Transcribe the listing that follows exactly, from its first line to its last.

═════ Data supplied

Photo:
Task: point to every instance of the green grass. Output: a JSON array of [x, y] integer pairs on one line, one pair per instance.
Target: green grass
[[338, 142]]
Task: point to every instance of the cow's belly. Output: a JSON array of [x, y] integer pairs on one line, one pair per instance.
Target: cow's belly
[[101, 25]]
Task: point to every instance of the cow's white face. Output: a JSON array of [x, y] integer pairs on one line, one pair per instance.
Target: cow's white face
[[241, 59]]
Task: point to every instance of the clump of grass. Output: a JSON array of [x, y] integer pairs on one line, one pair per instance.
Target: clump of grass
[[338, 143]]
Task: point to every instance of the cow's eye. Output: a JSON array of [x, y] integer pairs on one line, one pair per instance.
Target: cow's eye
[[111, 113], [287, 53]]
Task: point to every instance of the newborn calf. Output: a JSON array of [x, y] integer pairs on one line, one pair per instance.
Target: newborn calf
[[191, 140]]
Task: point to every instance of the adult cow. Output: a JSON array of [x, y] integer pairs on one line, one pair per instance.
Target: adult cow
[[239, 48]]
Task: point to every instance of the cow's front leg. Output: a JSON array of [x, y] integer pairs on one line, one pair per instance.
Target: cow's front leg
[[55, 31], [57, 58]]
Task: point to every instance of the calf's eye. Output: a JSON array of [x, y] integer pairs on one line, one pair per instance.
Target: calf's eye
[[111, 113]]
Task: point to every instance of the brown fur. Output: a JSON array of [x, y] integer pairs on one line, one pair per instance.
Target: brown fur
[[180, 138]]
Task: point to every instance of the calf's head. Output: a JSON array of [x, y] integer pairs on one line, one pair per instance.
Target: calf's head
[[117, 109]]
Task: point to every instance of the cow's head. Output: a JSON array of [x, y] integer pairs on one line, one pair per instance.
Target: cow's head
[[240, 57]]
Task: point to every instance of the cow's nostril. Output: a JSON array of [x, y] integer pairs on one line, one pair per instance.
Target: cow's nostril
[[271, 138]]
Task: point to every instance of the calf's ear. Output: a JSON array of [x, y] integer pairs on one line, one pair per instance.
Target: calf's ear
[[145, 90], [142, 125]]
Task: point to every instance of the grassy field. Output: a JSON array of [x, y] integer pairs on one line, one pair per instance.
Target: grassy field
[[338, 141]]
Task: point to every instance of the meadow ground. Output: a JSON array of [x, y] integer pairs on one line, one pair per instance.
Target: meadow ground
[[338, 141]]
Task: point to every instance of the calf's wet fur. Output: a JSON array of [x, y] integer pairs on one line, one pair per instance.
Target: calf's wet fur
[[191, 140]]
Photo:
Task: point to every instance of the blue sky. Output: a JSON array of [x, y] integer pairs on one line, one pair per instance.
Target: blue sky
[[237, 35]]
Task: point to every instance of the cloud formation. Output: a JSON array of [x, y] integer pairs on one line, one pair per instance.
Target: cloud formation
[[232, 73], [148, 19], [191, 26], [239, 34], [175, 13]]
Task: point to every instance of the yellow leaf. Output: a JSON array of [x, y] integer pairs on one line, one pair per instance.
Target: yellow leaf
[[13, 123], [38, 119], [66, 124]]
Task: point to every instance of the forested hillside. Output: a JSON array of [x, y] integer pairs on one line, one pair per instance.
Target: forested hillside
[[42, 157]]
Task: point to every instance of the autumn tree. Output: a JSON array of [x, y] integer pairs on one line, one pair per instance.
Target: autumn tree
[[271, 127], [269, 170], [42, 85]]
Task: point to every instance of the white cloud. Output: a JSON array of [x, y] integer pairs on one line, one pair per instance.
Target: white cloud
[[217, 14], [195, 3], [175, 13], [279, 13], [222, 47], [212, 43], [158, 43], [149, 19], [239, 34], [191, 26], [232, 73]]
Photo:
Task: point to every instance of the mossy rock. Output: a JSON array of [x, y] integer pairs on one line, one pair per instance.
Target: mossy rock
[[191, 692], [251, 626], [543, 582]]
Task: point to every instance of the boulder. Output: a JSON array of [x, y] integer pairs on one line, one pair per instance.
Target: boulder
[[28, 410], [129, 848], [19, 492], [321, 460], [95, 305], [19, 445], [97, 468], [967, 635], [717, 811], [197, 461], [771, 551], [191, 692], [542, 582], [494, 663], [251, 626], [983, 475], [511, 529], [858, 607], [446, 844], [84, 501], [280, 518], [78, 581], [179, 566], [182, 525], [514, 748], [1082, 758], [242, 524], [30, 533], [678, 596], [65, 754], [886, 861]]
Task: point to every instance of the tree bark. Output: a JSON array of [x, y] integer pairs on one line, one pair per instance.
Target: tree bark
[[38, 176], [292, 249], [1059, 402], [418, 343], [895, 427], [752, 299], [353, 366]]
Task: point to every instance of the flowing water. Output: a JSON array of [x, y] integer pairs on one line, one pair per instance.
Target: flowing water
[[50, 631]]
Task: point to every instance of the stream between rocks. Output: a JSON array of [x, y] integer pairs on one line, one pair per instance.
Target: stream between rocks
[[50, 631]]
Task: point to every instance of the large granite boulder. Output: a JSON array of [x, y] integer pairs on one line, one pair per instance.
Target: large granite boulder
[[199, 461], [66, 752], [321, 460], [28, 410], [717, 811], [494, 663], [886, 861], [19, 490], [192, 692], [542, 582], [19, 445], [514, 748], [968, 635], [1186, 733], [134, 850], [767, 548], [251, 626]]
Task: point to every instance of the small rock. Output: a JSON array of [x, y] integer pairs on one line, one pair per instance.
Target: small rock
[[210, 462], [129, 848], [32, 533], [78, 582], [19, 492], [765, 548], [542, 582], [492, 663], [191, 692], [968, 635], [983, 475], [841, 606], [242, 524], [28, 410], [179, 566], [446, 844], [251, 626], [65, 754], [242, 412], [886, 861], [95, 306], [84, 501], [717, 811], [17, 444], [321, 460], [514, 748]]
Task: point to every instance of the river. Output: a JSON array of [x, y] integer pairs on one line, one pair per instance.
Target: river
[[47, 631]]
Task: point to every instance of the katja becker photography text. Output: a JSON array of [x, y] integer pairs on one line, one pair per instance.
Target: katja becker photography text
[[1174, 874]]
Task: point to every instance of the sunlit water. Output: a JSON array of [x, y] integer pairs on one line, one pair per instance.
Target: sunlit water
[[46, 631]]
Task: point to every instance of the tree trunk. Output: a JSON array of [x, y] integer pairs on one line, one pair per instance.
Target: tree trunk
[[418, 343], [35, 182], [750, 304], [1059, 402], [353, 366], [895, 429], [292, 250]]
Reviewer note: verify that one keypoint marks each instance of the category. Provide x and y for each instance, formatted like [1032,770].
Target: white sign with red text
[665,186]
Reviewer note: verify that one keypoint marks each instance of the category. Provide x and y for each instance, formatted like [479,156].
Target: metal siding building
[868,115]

══════════

> **Task response**
Photo:
Task: point to every instance of the green grass. Output: a JSON array of [x, y] integer pairs on one line, one pair per instance.
Target: green grass
[[338, 142]]
Task: point to every instance of the cow's belly. Output: a JSON array of [x, y] integer pairs on one line, one pair per instance.
Target: cow's belly
[[101, 25]]
Task: point to every instance of the cow's white face. Output: a JSON array of [x, y] integer pairs on one line, one pair per instance.
Target: cow's white face
[[241, 59]]
Task: point to every instance of the clump of grass. Output: a JSON array of [x, y] integer pairs on one line, one pair per instance.
Target: clump of grass
[[338, 143]]
Task: point to every instance of the cow's eye. Output: a JSON array of [x, y] integer pairs on one line, one pair per instance.
Target: cow's eye
[[111, 113], [287, 53]]
Task: point to every instance of the newborn calf. Output: a JSON array of [x, y] integer pairs on one line, one pair per instance.
Target: newborn calf
[[191, 140]]
Task: point to every instance of the adult cow. Output: a JSON array of [x, y] integer pairs on one line, one pair per instance.
Target: adult cow
[[239, 48]]
Task: point to every instance of the cow's front leg. Output: a JSON array of [x, y] integer pairs on one line, one pair per instance.
Target: cow's front leg
[[55, 31], [57, 58]]
Task: point to every instance of the calf's eye. Output: a JSON array of [x, y] integer pairs on one line, one pair per instance.
Target: calf's eye
[[111, 113]]
Task: point to every instance of the brown fur. Output: a JSON array of [x, y] integer pairs on one line, one pair per instance.
Target: brown fur
[[180, 138]]
Task: point to every instance of the calf's head. Output: a JSON array of [x, y] integer pairs on one line, one pair per instance.
Target: calf's head
[[117, 109]]
Task: point to every instance of the cow's head. Output: a JSON array of [x, y] integer pairs on one line, one pair per instance.
Target: cow's head
[[240, 57]]
Task: point to every instance of the cow's nostril. Output: a JSON array of [x, y] integer pairs on one line, one pair per instance.
Target: cow's nostril
[[271, 138]]
Task: point to every instance of the calf's ear. Output: a JSON array of [x, y] integer pairs on one line, one pair per instance.
Target: calf's ear
[[145, 90], [142, 125]]
Task: point to every instance of the grassy field. Output: a JSON array of [x, y] integer pairs on one line, one pair per instance.
Target: grassy field
[[338, 141]]
Task: point to every instance of the meadow ground. Output: a JSON array of [x, y] integer pairs on one line, one pair per instance.
Target: meadow ground
[[338, 141]]
Task: point to every instance of the calf's wet fur. Output: a JSON array of [x, y] integer pairs on one line, one pair per instance.
Target: calf's wet fur
[[191, 140]]
Photo:
Task: point to every instance of the blue sky. Output: a JSON array of [x, y] integer pairs on one line, one pair per instance.
Target: blue sky
[[237, 35]]
Task: point to every instance of the cloud formation. Output: a JSON array of [x, y] integer pairs on one line, one pair per instance.
Target: cloud formation
[[232, 73], [148, 19], [191, 26], [239, 34], [175, 13]]
Task: point to every instance of the yellow leaf. Output: a JSON array of [x, y] integer pairs on one line, one pair per instance.
Target: yellow leaf
[[13, 123], [38, 119], [66, 124]]
Task: point to every instance of the forested hillside. Output: a JSON array of [x, y] integer pairs on one line, one pair per instance.
Target: forested hillside
[[42, 157]]
Task: point to every instance of the autumn tree. Output: a JSON array of [x, y] integer pairs on one line, one pair per instance.
Target: autumn tree
[[271, 127], [269, 170], [42, 85]]
Task: point to every instance of the white cloud. Output: a JSON array of [x, y] integer pairs on one line, one pair per instance.
Target: white cloud
[[217, 14], [195, 3], [175, 13], [279, 13], [222, 47], [212, 43], [158, 43], [149, 19], [239, 34], [191, 26], [232, 73]]
Photo:
Task: point to every instance of the mossy rock. Output: a JSON array of [x, y] integer pairs on one line, one pair per instance.
Target: mossy rock
[[191, 692], [251, 626], [543, 582]]
Task: point to every instance of the boulder. Output: a JSON array of [x, y] integer pairs on one line, one pair per instance.
Target: boulder
[[28, 410], [129, 848], [19, 492], [321, 460], [95, 305], [19, 445], [97, 468], [967, 635], [717, 811], [197, 461], [771, 551], [191, 692], [542, 582], [494, 663], [251, 626], [983, 475], [511, 529], [858, 607], [446, 844], [84, 501], [280, 518], [78, 581], [179, 566], [182, 525], [514, 748], [1082, 758], [242, 524], [30, 533], [678, 596], [65, 754], [886, 861]]
Task: point to every instance of the tree bark. Output: a JSON array of [x, y] integer pairs on one line, one pair per instance.
Target: tree bark
[[38, 176], [292, 249], [1059, 402], [418, 343], [895, 427], [752, 299], [353, 366]]
Task: point to every instance of the flowing water. Output: a JSON array of [x, y] integer pairs on one line, one pair per instance.
Target: flowing water
[[50, 631]]
Task: point to every instance of the stream between rocks. Output: a JSON array of [x, y] integer pairs on one line, one pair per instance.
Target: stream between rocks
[[50, 631]]
Task: point to every instance of the large granite boulder. Output: a JSON array of [x, y] integer pairs on one line, one pair per instance.
Target: large granite boulder
[[199, 461], [66, 752], [321, 460], [28, 410], [717, 811], [494, 663], [886, 861], [19, 490], [192, 692], [542, 582], [19, 445], [514, 748], [968, 635], [1186, 733], [134, 850], [767, 548], [251, 626]]
Task: point to every instance of the small rock. Output: a JSON array of [x, y] integer pairs on one line, one pair per instance.
Target: small rock
[[210, 462], [129, 848], [32, 533], [78, 582], [19, 492], [765, 548], [542, 582], [492, 663], [191, 692], [968, 635], [983, 475], [841, 606], [242, 524], [28, 410], [179, 566], [446, 844], [251, 626], [65, 754], [242, 412], [886, 861], [95, 306], [84, 501], [717, 811], [17, 444], [321, 460], [514, 748]]
Task: point to every instance of the river. Output: a JSON array of [x, y] integer pairs on one line, one pair per instance.
Target: river
[[47, 631]]
Task: point to every instance of the katja becker photography text. Output: a JSON array of [x, y] integer pairs on one line, one pair per instance.
Target: katja becker photography text
[[1174, 874]]
Task: point to every instance of the sunlit water. Output: a JSON array of [x, y] integer pairs on one line, one pair per instance.
Target: sunlit water
[[46, 631]]
Task: point to every instance of the tree trunk. Output: a JSON array of [x, y] integer pairs on one line, one pair per instance.
Target: tree trunk
[[418, 343], [35, 182], [750, 304], [1059, 402], [353, 366], [895, 429], [292, 250]]
Reviewer note: verify that one keypoint marks each instance of the category. Provide x and y for each instance, formatted like [1032,770].
Target: white sign with red text
[665,186]
Reviewer note: verify that one keypoint marks each instance of the category. Provide x and y for each instance, formatted like [479,156].
Target: metal siding building
[868,115]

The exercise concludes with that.